Region pointing data:
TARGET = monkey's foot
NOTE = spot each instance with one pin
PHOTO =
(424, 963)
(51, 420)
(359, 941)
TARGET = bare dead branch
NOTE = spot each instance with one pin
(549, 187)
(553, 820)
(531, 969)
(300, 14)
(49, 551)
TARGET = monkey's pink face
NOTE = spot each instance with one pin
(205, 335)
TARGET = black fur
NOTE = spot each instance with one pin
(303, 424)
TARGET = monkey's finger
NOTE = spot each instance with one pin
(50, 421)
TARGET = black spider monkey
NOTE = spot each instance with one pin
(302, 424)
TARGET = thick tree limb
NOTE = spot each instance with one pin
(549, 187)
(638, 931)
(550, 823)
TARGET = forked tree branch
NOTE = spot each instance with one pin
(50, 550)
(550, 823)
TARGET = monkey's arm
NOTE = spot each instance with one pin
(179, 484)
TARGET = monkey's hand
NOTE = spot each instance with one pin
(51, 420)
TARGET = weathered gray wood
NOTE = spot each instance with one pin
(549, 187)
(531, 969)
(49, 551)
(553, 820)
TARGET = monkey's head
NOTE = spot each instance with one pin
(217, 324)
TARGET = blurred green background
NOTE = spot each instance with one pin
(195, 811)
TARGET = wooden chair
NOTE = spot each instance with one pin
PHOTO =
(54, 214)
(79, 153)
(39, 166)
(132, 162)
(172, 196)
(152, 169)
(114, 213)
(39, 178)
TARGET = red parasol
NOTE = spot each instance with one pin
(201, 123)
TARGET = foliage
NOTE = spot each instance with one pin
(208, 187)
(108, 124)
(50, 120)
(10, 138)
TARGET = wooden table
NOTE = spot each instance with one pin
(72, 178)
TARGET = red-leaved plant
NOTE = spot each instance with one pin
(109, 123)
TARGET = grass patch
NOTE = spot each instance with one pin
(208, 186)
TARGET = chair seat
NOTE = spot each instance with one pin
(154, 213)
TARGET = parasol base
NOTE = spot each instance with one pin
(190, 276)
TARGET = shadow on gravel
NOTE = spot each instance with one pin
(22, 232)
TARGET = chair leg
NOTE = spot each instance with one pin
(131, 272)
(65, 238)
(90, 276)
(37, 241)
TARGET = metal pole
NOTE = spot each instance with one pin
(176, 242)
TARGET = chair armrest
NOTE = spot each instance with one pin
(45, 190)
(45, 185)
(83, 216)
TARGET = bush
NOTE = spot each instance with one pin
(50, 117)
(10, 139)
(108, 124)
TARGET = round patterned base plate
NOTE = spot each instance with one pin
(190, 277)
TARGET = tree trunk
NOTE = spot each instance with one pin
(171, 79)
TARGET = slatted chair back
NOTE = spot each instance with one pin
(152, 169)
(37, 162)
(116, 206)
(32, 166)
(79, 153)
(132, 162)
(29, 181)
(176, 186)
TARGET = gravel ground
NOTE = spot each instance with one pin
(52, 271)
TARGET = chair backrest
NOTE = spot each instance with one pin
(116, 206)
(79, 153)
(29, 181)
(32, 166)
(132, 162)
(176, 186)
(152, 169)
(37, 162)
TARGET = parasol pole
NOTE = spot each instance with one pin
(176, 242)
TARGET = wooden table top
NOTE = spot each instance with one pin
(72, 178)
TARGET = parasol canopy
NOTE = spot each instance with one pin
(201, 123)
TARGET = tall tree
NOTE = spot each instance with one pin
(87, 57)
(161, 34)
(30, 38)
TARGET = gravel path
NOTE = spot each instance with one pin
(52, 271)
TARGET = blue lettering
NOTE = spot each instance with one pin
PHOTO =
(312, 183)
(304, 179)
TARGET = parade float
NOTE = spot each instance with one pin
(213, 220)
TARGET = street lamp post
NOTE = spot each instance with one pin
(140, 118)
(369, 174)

Exercise instructions: Provide the number of lines in the data above that contain the string "branch", and nothing else.

Reply: 2